_REQUISITO 1_
Enumere os casos em que, segundo o artigo sobre a despenalização do aborto, o aborto já está despenalizado.
_REQUISITO 2_
Prolongue o artigo sobre a despenalização do aborto a partir da última frase apresentada.
#### SECÇÃO DO DOCUMENTO ####
Voltando à vaca fria
Artigo de Vitor Dias
no «Semanário»
12 de Junho de 1998
A avaliar por um dos seus cartazes, a "Plataforma Solidariedade e Vida", que integra as principais figuras do PSD e do CDS-PP, parece ter escolhido como arma essencial da sua campanha pelo não a informação de que já está despenalizado o aborto em caso de violação, de mal formação do feto ou perigo de vida para a mulher.
Mas, informação por informação, e porque a memória é curta, talvez convenha lembrar que este argumento (que aliás passa ao lado da principal questão a que urge responder) repousa num facto legal que não deve nada aos que hoje o usam com tanta descontracção e tão assinalável empenho.
É que tais excepções à punibilidade do aborto foram consagradas, não pela chamada lei Strecht Monteiro de 1997, mas pela lei 6/84 que, como está escrito na página 3292 do nº 109 do "Diário da A.R." de 15.5.84, contou com o voto contra do PSD e do CDS.
Assim tendo sido, os que gostosamente se atolaram em atrasos de 14 anos ainda deviam era agradecer aos votos do PS e do PCP em 1984 o fraco argumento que estão usando agora em 1998.
Esta referência abrange por exemplo António Pinto Leite que, na última "revista" do "Expresso", ocupando-se a dar forma literária e com celofane espiritual aos folhetos ilustrados que por aí circulam, também veio manifestar o seu acordo com "a lei que existe, com os seus casos excepcionais". Assim desrespeitando as posições da Igreja Católica, como também acontece com os defensores do não que agora são todos muito pelos métodos contraceptivos.
Ora, como disse Nuno Rogeiro, os defensores do não, ao aceitarem a actual lei com as suas excepções, abriram "uma brecha fundamental na sua argumentação", porque passaram a dar testemunho que "o direito à vida do feto não é supremo". O que, acrescentamos nós, descredibiliza boa parte das duras e pungentes caracterizações que vão fazendo do aborto.
#### DADOS DE ORIGEM ####
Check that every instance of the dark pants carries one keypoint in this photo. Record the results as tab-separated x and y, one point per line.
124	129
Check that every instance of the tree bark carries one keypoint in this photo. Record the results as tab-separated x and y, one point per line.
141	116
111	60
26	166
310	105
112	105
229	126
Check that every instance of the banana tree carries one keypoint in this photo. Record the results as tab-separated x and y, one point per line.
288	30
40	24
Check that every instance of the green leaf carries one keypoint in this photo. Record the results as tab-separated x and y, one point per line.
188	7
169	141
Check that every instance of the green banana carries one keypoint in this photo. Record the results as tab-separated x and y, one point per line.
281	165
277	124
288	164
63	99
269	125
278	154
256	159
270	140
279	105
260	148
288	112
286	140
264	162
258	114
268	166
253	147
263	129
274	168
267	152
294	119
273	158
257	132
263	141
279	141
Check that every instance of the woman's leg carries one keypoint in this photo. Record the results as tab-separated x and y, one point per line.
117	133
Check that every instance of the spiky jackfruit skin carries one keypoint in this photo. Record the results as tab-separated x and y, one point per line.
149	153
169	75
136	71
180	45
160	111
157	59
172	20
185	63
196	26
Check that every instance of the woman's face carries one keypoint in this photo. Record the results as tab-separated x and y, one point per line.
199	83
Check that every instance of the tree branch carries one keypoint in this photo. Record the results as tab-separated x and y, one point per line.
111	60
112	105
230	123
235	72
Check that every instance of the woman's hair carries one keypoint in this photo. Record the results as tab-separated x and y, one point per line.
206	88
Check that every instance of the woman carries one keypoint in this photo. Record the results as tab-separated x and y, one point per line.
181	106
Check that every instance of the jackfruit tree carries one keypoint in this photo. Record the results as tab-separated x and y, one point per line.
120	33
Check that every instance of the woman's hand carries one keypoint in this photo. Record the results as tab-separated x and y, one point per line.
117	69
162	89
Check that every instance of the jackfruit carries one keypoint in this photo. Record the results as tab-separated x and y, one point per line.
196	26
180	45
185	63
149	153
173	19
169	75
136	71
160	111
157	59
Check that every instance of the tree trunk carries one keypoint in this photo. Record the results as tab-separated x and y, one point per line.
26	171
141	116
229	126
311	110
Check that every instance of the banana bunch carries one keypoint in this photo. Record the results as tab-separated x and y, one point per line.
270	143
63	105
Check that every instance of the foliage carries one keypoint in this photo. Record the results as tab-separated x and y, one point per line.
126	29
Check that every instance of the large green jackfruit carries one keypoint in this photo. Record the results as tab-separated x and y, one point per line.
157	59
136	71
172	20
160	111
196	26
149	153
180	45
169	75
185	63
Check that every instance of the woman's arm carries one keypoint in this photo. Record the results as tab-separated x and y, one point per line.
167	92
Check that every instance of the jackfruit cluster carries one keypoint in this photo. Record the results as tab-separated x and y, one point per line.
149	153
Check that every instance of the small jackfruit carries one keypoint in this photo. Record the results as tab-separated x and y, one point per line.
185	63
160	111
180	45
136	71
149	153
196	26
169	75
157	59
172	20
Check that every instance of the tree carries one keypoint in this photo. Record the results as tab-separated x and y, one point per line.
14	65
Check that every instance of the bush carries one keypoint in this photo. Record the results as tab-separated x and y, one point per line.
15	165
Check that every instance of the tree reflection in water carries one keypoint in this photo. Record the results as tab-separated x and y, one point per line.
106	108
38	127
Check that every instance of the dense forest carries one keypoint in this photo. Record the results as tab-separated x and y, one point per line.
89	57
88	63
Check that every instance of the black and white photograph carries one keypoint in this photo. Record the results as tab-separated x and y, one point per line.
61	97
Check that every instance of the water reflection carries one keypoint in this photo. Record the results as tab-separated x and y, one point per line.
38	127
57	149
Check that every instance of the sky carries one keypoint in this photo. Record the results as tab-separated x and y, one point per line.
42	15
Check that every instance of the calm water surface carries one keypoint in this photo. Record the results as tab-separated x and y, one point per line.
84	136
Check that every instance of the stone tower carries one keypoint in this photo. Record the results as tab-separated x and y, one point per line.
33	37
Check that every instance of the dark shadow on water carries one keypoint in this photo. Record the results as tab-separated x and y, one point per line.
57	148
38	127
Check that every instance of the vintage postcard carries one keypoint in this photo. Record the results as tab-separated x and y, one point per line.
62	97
####
_RESPOSTA ESCRITA 1_
- Violação
- Mal formação do feto
- Perigo de vida para a mulher

_RESPOSTA ESCRITA 2_
Mas, para além disto, perdoe-se que voltemos à vaca fria da maior mistificação que o campo do não continuamente veicula.
Entendamo-nos : nós, em principio, não duvidamos da sinceridade de pessoas como António Pinto Leite e podemos até imaginar quantos aborrecimentos já não terão tido por causa do apostolado quotidiano e persistente que certamente desenvolverão na esfera das suas relações pessoais para desencorajar idas a clínicas em Londres ou em Espanha.
Mas lendo o que escreveu no passado sábado no "Expresso" e vendo-o propor que a televisão do Estado passe "o filme que existe sobre um aborto em concreto", há uma pergunta que se impõe: porque é que não escreveu este artigo e fez esta proposta em 1985, em 1988, em 1991, em 1994, tudo anos - ao todo 12 - em que não se discutiu nenhuma lei de despenalização mas não faltaram entretanto milhares de abortos clandestinos que, na sua concepção de que discordamos, só podem ter representado milhares de actos para "eliminar um ser humano, o bebé" ?.
Talvez porque, bem vistas as coisas, esta "guerra" não seja afinal nem pela vida nem contra o aborto, mas apenas contra a despenalização.